:: PASSAGE TO READ
Tracking – The amount of litter that ends up outside of the litter box and how far it can scatter from the box are both considered.
Dust – The level of dust present in the litter is a crucial factor, especially for cats and people with allergies or respiratory issues.
Scent – Unscented litter is always the preferred option. Cats rely heavily on their sense of smell to navigate their environment, so strongly scented litter can be overwhelming.
Ease of cleaning – The litter’s ability to clump and absorb, coat solid waste, and whether or not it is flushable are all taken into account, as well as how much it sticks to the litter box.
Odor control – The litter’s effectiveness in neutralizing smells is critical. Urine smell is the main concern, as no litter can eliminate the odor of solid waste entirely. Keep in mind that odor control is partly dependent on individual cats and the strength of their urine odor.
Ease of handling – How easy the litter is to transport, pour, and handle.
Price point – The cost of the litter is also considered.
- How often should cat litter be changed?
::::
:: DATA SUPPLIED
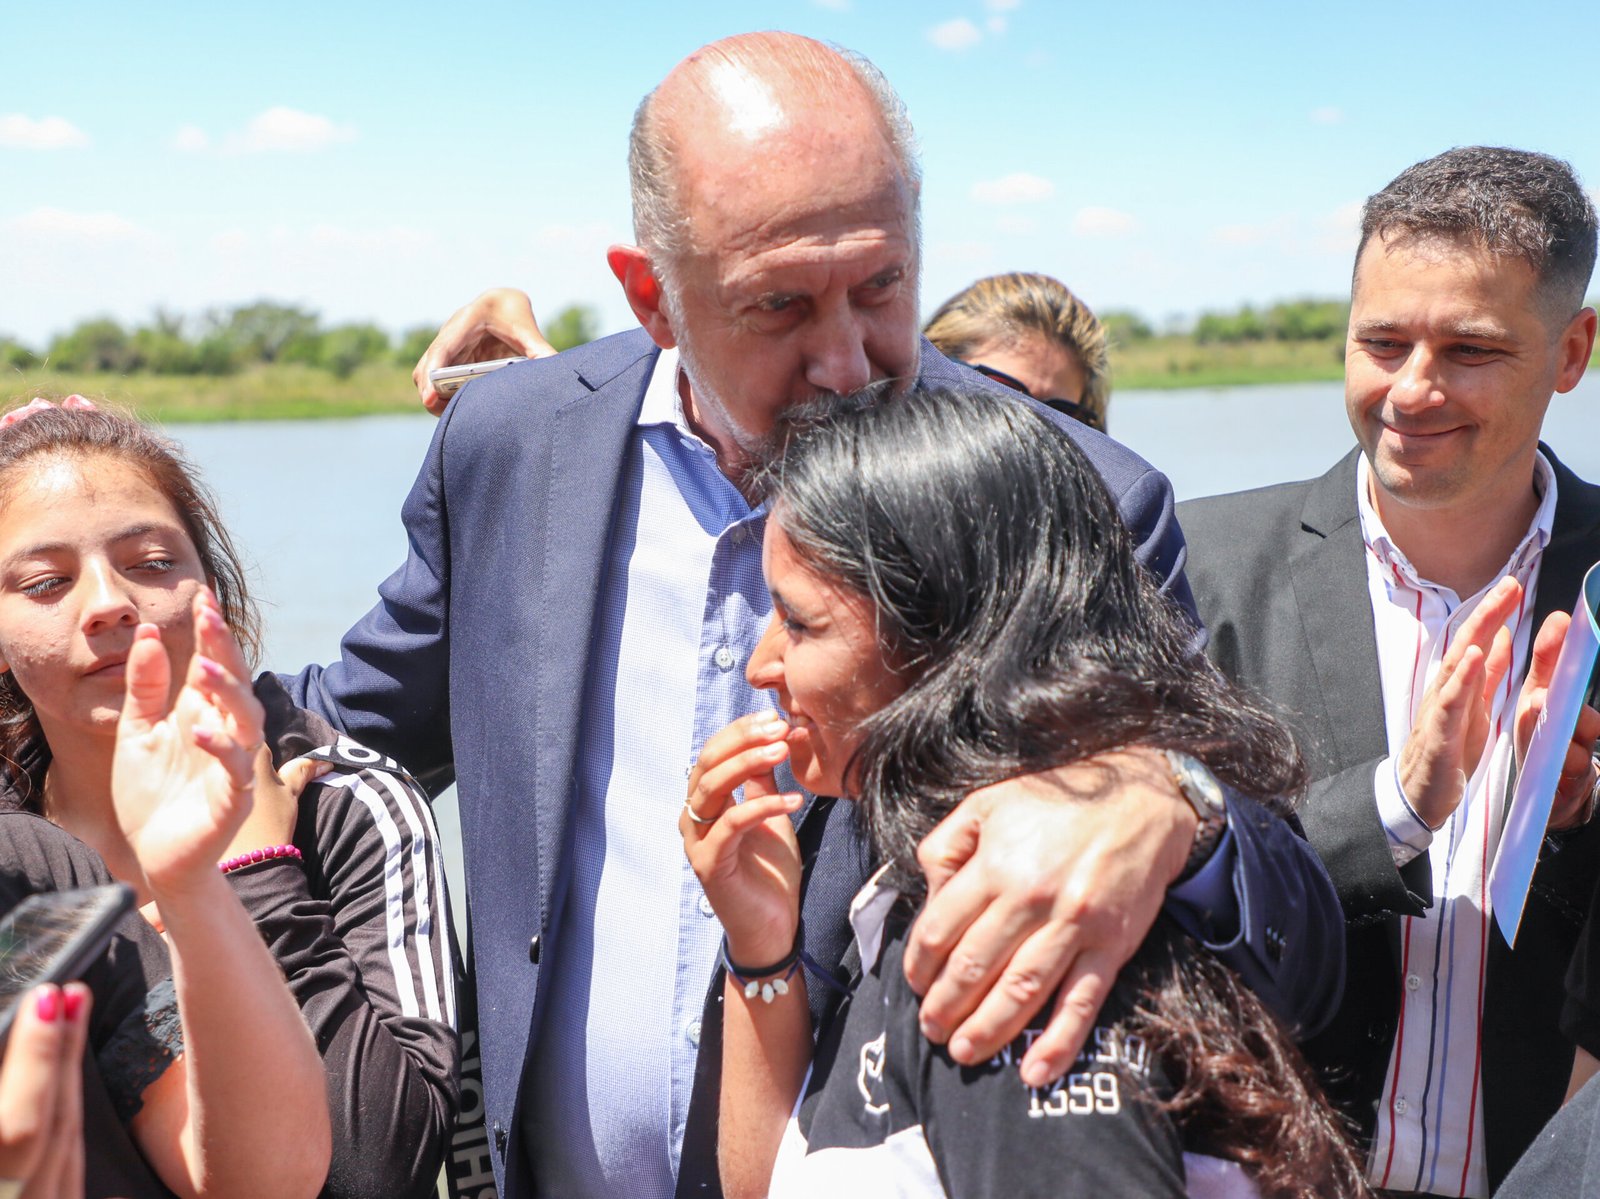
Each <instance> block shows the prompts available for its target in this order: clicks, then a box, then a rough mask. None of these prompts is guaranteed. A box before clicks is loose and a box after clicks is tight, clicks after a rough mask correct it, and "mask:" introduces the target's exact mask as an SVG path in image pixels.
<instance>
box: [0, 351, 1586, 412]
mask: <svg viewBox="0 0 1600 1199" xmlns="http://www.w3.org/2000/svg"><path fill="white" fill-rule="evenodd" d="M1110 363H1112V386H1114V389H1128V391H1133V389H1141V391H1144V389H1162V391H1165V389H1178V387H1240V386H1250V384H1262V383H1333V381H1338V379H1341V378H1344V343H1342V341H1246V343H1235V344H1214V343H1213V344H1206V346H1202V344H1198V343H1197V341H1195V339H1194V338H1187V336H1168V338H1147V339H1142V341H1134V343H1130V344H1126V346H1117V347H1114V349H1112V355H1110ZM1594 365H1595V367H1597V368H1600V351H1597V354H1595V359H1594ZM70 392H80V394H83V395H88V397H91V399H107V400H110V402H114V403H120V405H125V407H130V408H133V410H134V411H138V413H139V415H141V416H146V418H150V419H155V421H162V423H182V421H280V419H307V418H322V416H366V415H371V413H397V411H398V413H410V411H421V405H419V403H418V399H416V391H414V389H413V387H411V371H410V370H408V368H405V367H390V365H368V367H362V368H358V370H357V371H355V373H354V375H350V376H349V378H344V379H341V378H338V376H334V375H331V373H330V371H326V370H320V368H315V367H301V365H270V367H267V365H258V367H251V368H246V370H242V371H238V373H237V375H222V376H205V375H197V376H179V375H110V373H72V371H54V370H45V368H34V370H19V371H10V373H8V375H6V376H5V381H3V383H0V408H10V407H13V405H16V403H21V402H26V400H27V399H30V397H32V395H67V394H70Z"/></svg>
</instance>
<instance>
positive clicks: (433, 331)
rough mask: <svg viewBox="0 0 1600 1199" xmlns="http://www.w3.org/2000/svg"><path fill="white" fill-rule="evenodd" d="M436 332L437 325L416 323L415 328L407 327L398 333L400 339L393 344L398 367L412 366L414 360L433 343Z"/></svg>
mask: <svg viewBox="0 0 1600 1199" xmlns="http://www.w3.org/2000/svg"><path fill="white" fill-rule="evenodd" d="M435 333H438V327H437V325H418V327H416V328H408V330H406V331H405V333H402V335H400V341H398V344H397V346H395V363H397V365H400V367H414V365H416V360H418V359H421V357H422V354H424V351H427V347H429V346H430V344H432V343H434V335H435Z"/></svg>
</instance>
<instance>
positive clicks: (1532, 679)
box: [1515, 612, 1600, 829]
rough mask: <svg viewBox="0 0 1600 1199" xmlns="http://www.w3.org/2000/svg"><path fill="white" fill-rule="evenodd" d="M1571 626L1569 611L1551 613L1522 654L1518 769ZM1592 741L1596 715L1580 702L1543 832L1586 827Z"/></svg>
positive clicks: (1544, 700) (1592, 744) (1532, 740)
mask: <svg viewBox="0 0 1600 1199" xmlns="http://www.w3.org/2000/svg"><path fill="white" fill-rule="evenodd" d="M1571 623H1573V618H1571V613H1566V612H1552V613H1550V615H1549V616H1547V618H1546V620H1544V624H1542V626H1541V628H1539V634H1538V636H1536V637H1534V639H1533V652H1531V653H1530V655H1528V679H1526V680H1525V682H1523V685H1522V695H1518V696H1517V724H1515V730H1517V764H1518V765H1522V760H1523V759H1525V757H1526V756H1528V743H1530V741H1533V730H1534V727H1536V725H1538V724H1539V716H1541V714H1542V712H1544V703H1546V698H1547V696H1549V693H1550V680H1552V679H1554V677H1555V661H1557V660H1558V658H1560V656H1562V644H1563V642H1565V640H1566V629H1568V626H1570V624H1571ZM1597 740H1600V712H1597V711H1595V709H1594V708H1590V706H1589V704H1584V706H1582V708H1581V709H1579V711H1578V725H1576V727H1574V728H1573V740H1571V741H1568V744H1566V757H1565V760H1563V762H1562V776H1560V778H1558V780H1557V783H1555V800H1554V802H1552V805H1550V823H1549V828H1552V829H1571V828H1578V826H1579V824H1587V823H1589V820H1590V818H1592V816H1594V807H1592V802H1594V794H1595V759H1594V746H1595V741H1597Z"/></svg>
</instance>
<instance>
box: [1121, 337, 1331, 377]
mask: <svg viewBox="0 0 1600 1199" xmlns="http://www.w3.org/2000/svg"><path fill="white" fill-rule="evenodd" d="M1110 378H1112V387H1114V389H1168V387H1237V386H1246V384H1254V383H1322V381H1338V379H1342V378H1344V343H1342V341H1242V343H1235V344H1214V343H1213V344H1208V346H1202V344H1198V343H1197V341H1195V339H1194V338H1181V336H1171V338H1147V339H1144V341H1134V343H1130V344H1126V346H1114V347H1112V352H1110Z"/></svg>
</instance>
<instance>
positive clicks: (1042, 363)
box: [923, 271, 1110, 432]
mask: <svg viewBox="0 0 1600 1199" xmlns="http://www.w3.org/2000/svg"><path fill="white" fill-rule="evenodd" d="M923 336H926V338H928V341H931V343H933V344H934V346H938V349H939V352H941V354H944V355H946V357H949V359H955V360H957V362H965V363H966V365H968V367H971V368H973V370H976V371H979V373H981V375H987V376H989V378H990V379H994V381H995V383H1002V384H1005V386H1006V387H1011V389H1013V391H1019V392H1022V394H1024V395H1030V397H1034V399H1035V400H1038V402H1042V403H1048V405H1050V407H1051V408H1058V410H1059V411H1064V413H1067V416H1072V418H1074V419H1078V421H1083V423H1085V424H1086V426H1090V427H1091V429H1099V431H1101V432H1106V408H1107V405H1109V403H1110V365H1109V359H1107V349H1106V330H1104V327H1102V325H1101V323H1099V320H1096V319H1094V314H1093V312H1090V307H1088V304H1085V303H1083V301H1082V299H1078V298H1077V296H1075V295H1072V291H1069V290H1067V287H1066V283H1061V282H1059V280H1056V279H1051V277H1050V275H1037V274H1024V272H1019V271H1014V272H1011V274H1006V275H989V277H987V279H979V280H978V282H976V283H973V285H971V287H968V288H965V290H962V291H958V293H957V295H954V296H950V298H949V299H946V301H944V303H942V304H941V306H939V311H938V312H934V314H933V319H931V320H930V322H928V325H926V327H925V328H923Z"/></svg>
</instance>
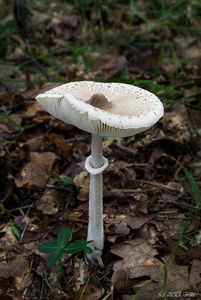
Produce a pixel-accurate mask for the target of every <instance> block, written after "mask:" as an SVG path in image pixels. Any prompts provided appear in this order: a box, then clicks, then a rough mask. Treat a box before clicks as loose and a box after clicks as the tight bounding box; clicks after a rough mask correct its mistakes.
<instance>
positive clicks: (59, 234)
mask: <svg viewBox="0 0 201 300" xmlns="http://www.w3.org/2000/svg"><path fill="white" fill-rule="evenodd" d="M71 237H72V231H71V230H70V228H68V227H66V228H64V229H63V230H62V231H61V232H60V233H59V234H58V236H57V243H58V245H59V247H65V246H66V245H67V244H68V243H69V241H70V240H71Z"/></svg>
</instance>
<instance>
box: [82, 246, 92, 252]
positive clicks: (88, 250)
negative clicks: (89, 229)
mask: <svg viewBox="0 0 201 300" xmlns="http://www.w3.org/2000/svg"><path fill="white" fill-rule="evenodd" d="M92 252H93V249H92V248H90V247H89V246H86V247H85V248H84V253H92Z"/></svg>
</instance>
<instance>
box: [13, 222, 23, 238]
mask: <svg viewBox="0 0 201 300" xmlns="http://www.w3.org/2000/svg"><path fill="white" fill-rule="evenodd" d="M11 231H12V233H13V234H14V235H15V236H16V237H17V238H18V239H19V240H20V238H21V232H20V230H19V229H18V228H17V227H16V226H15V225H12V226H11Z"/></svg>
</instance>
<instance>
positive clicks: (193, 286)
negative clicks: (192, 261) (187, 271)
mask: <svg viewBox="0 0 201 300" xmlns="http://www.w3.org/2000/svg"><path fill="white" fill-rule="evenodd" d="M190 283H191V285H192V286H193V288H195V289H197V288H199V287H200V286H201V261H200V260H198V259H194V260H193V262H192V266H191V271H190Z"/></svg>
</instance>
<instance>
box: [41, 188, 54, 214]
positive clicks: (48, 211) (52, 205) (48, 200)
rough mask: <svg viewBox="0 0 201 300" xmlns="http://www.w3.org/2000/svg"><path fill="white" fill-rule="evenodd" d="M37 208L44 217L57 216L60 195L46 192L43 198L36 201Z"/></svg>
mask: <svg viewBox="0 0 201 300" xmlns="http://www.w3.org/2000/svg"><path fill="white" fill-rule="evenodd" d="M36 208H37V209H38V210H41V211H42V212H43V214H44V215H55V214H56V213H57V212H58V210H59V194H58V192H57V191H55V190H49V189H47V190H45V192H44V193H43V195H42V197H41V198H40V199H39V200H38V201H36Z"/></svg>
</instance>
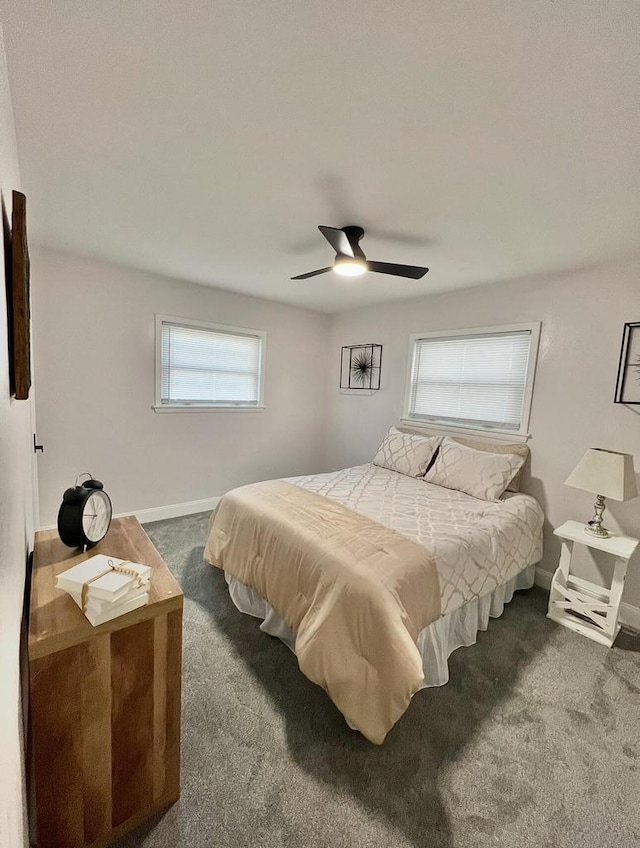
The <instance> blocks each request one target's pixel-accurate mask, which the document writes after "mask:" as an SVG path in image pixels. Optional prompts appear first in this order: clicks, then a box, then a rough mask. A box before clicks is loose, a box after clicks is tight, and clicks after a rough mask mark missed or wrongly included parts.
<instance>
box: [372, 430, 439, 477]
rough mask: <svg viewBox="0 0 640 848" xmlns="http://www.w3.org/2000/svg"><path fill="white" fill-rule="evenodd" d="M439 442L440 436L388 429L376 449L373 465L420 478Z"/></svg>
mask: <svg viewBox="0 0 640 848" xmlns="http://www.w3.org/2000/svg"><path fill="white" fill-rule="evenodd" d="M440 442H441V437H440V436H420V435H419V434H417V433H403V432H402V431H401V430H397V429H396V428H395V427H390V428H389V432H388V433H387V435H386V436H385V437H384V439H383V440H382V444H381V445H380V447H379V448H378V453H377V454H376V455H375V458H374V460H373V464H374V465H380V466H381V467H382V468H389V469H390V470H391V471H397V472H398V473H400V474H406V475H408V476H409V477H422V476H423V475H424V472H425V471H426V470H427V468H428V467H429V463H430V462H431V460H432V458H433V455H434V453H435V452H436V449H437V447H438V445H439V444H440Z"/></svg>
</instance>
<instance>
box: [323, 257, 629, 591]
mask: <svg viewBox="0 0 640 848" xmlns="http://www.w3.org/2000/svg"><path fill="white" fill-rule="evenodd" d="M398 285H402V282H401V281H398ZM428 286H429V278H428V276H427V277H426V278H425V289H427V290H428ZM537 320H539V321H542V335H541V342H540V355H539V359H538V368H537V374H536V382H535V389H534V395H533V407H532V415H531V425H530V430H531V434H532V439H531V441H530V446H531V451H532V460H531V469H530V476H529V478H528V479H527V480H526V483H525V487H524V489H525V491H527V492H529V493H530V494H532V495H534V496H535V497H536V498H537V499H538V500H539V501H540V503H541V504H542V506H543V508H544V510H545V513H546V515H547V522H546V527H545V556H544V559H543V562H542V567H543V568H544V569H546V570H548V571H553V570H554V569H555V567H556V565H557V559H558V555H559V546H558V544H557V541H556V539H555V537H553V535H552V533H551V530H552V528H553V527H557V526H558V525H560V524H562V523H563V522H564V521H565V520H566V519H568V518H576V519H582V518H584V519H585V520H587V519H588V518H590V517H591V514H592V513H591V505H592V501H593V500H594V498H593V496H592V495H589V494H588V493H586V492H579V491H577V490H575V489H570V488H568V487H566V486H564V485H563V482H564V480H565V479H566V477H567V476H568V474H569V472H570V471H571V469H572V468H573V467H574V465H575V464H576V463H577V461H578V460H579V459H580V457H581V456H582V454H583V453H584V451H585V450H586V448H588V447H605V448H611V449H612V450H619V451H625V452H627V453H631V454H634V455H635V457H636V470H640V407H635V408H633V407H624V406H620V405H616V404H614V403H613V396H614V387H615V381H616V371H617V366H618V356H619V351H620V341H621V338H622V328H623V325H624V323H625V321H638V320H640V261H635V262H626V263H621V264H618V265H614V266H608V267H601V268H593V269H588V270H579V271H574V272H571V273H567V274H565V275H563V276H555V277H542V278H531V279H525V280H520V281H512V282H509V283H503V284H497V285H493V286H490V287H485V288H478V289H470V290H468V291H463V292H454V293H451V294H449V295H439V296H433V297H424V298H420V299H416V300H408V301H400V302H396V303H393V304H387V305H384V306H375V307H370V308H365V309H358V310H354V311H352V312H347V313H343V314H341V315H337V316H335V318H334V321H333V325H332V331H331V347H330V351H331V357H330V364H331V367H332V373H331V375H330V377H331V380H330V386H331V388H330V421H329V429H328V434H327V437H328V464H329V465H330V466H331V467H334V468H337V467H343V466H348V465H354V464H356V463H360V462H367V461H370V460H371V457H372V456H373V455H374V453H375V450H376V448H377V447H378V444H379V442H380V440H381V439H382V436H383V435H384V433H385V431H386V429H387V428H388V426H389V425H390V424H391V423H393V422H396V421H397V420H398V419H399V418H400V416H401V415H402V413H403V403H404V393H405V381H406V375H407V364H408V352H409V334H410V333H414V332H422V331H425V330H440V329H449V328H464V327H482V326H491V325H494V324H509V323H521V322H527V321H537ZM361 342H379V343H380V344H382V345H383V346H384V347H383V364H382V382H381V390H380V391H379V392H378V393H377V394H375V395H373V396H371V397H368V396H367V397H355V396H353V395H342V394H340V392H339V390H338V389H337V388H336V379H337V378H336V375H337V367H338V366H337V358H338V353H339V349H340V346H341V345H346V344H359V343H361ZM334 360H336V361H335V362H334ZM334 372H335V373H334ZM638 488H639V489H640V481H639V485H638ZM605 518H606V520H607V524H608V525H609V526H610V527H611V528H612V529H620V530H622V531H624V532H627V533H629V534H631V535H634V536H640V499H636V500H634V501H630V502H628V503H625V504H617V503H615V502H613V501H608V506H607V512H606V513H605ZM634 566H635V567H634ZM639 566H640V558H638V559H636V560H635V562H632V565H631V567H630V570H629V577H628V580H627V586H626V589H625V595H624V600H625V601H626V602H628V603H631V604H634V605H635V606H640V567H639ZM582 568H583V570H584V573H585V574H586V575H588V576H591V577H594V578H595V577H596V576H597V575H596V574H595V571H594V568H595V567H594V566H593V564H591V563H589V562H587V561H586V559H585V560H584V562H583V563H582Z"/></svg>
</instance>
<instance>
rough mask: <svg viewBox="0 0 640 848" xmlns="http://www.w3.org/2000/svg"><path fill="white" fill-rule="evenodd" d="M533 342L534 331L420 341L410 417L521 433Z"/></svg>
mask: <svg viewBox="0 0 640 848" xmlns="http://www.w3.org/2000/svg"><path fill="white" fill-rule="evenodd" d="M531 341H532V331H531V330H530V329H526V330H518V331H515V332H490V333H478V334H477V335H475V334H468V335H467V334H464V335H459V336H435V337H426V338H416V339H415V341H414V349H413V366H412V372H411V385H410V392H409V416H410V417H411V418H420V419H425V420H429V421H433V422H442V423H444V424H458V425H460V426H469V427H481V428H495V429H503V430H515V431H518V430H520V428H521V426H522V417H523V410H524V407H525V399H526V397H525V396H526V392H527V388H528V387H529V388H531V381H528V374H529V364H530V363H529V357H530V351H531Z"/></svg>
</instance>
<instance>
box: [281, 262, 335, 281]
mask: <svg viewBox="0 0 640 848" xmlns="http://www.w3.org/2000/svg"><path fill="white" fill-rule="evenodd" d="M327 271H333V265H330V266H329V267H328V268H320V270H319V271H309V273H308V274H298V276H297V277H291V279H292V280H308V279H309V277H317V276H318V274H326V273H327Z"/></svg>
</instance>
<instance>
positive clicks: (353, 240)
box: [291, 226, 429, 280]
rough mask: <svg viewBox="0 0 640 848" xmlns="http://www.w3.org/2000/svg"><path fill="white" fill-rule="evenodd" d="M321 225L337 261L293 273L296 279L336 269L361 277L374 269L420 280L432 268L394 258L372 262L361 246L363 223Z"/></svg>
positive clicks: (294, 278) (349, 276) (314, 276)
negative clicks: (396, 260) (367, 256)
mask: <svg viewBox="0 0 640 848" xmlns="http://www.w3.org/2000/svg"><path fill="white" fill-rule="evenodd" d="M318 229H319V230H320V232H321V233H322V235H323V236H324V237H325V238H326V240H327V241H328V242H329V244H330V245H331V247H332V248H333V249H334V250H335V252H336V259H335V262H334V263H333V265H330V266H329V267H328V268H320V270H319V271H309V273H308V274H299V275H298V276H297V277H291V279H292V280H307V279H308V278H309V277H316V276H317V275H318V274H326V273H327V271H335V272H336V274H341V275H342V276H343V277H358V276H360V274H364V273H365V271H373V272H374V273H376V274H392V275H394V276H396V277H409V278H410V279H412V280H419V279H420V278H421V277H424V275H425V274H426V273H427V271H428V270H429V269H428V268H422V267H420V266H419V265H396V263H394V262H371V261H369V260H367V257H366V256H365V255H364V253H363V252H362V249H361V248H360V246H359V242H360V239H361V238H362V237H363V235H364V230H363V229H362V227H356V226H350V227H342V229H338V228H337V227H323V226H319V227H318Z"/></svg>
::::
■ **EXERCISE PROMPT**
In the cat litter criteria, which smell is named as the main concern for odor control?

■ **ANSWER SPACE**
Urine smell